From the first line to the last, please reproduce the material exactly, skipping the pictures.

==================================================

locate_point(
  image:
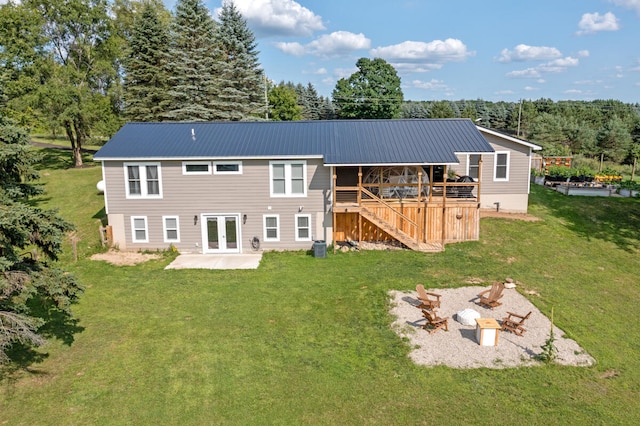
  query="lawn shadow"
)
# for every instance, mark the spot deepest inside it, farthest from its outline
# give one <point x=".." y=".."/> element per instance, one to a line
<point x="58" y="325"/>
<point x="612" y="219"/>
<point x="101" y="215"/>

==================================================

Exercise response:
locate_point(
  image:
  query="lawn shadow"
)
# for every instance, mark the spot deepest inside it, farthest from its outline
# give one <point x=".." y=".."/> element per instance, one to a line
<point x="58" y="325"/>
<point x="612" y="219"/>
<point x="101" y="215"/>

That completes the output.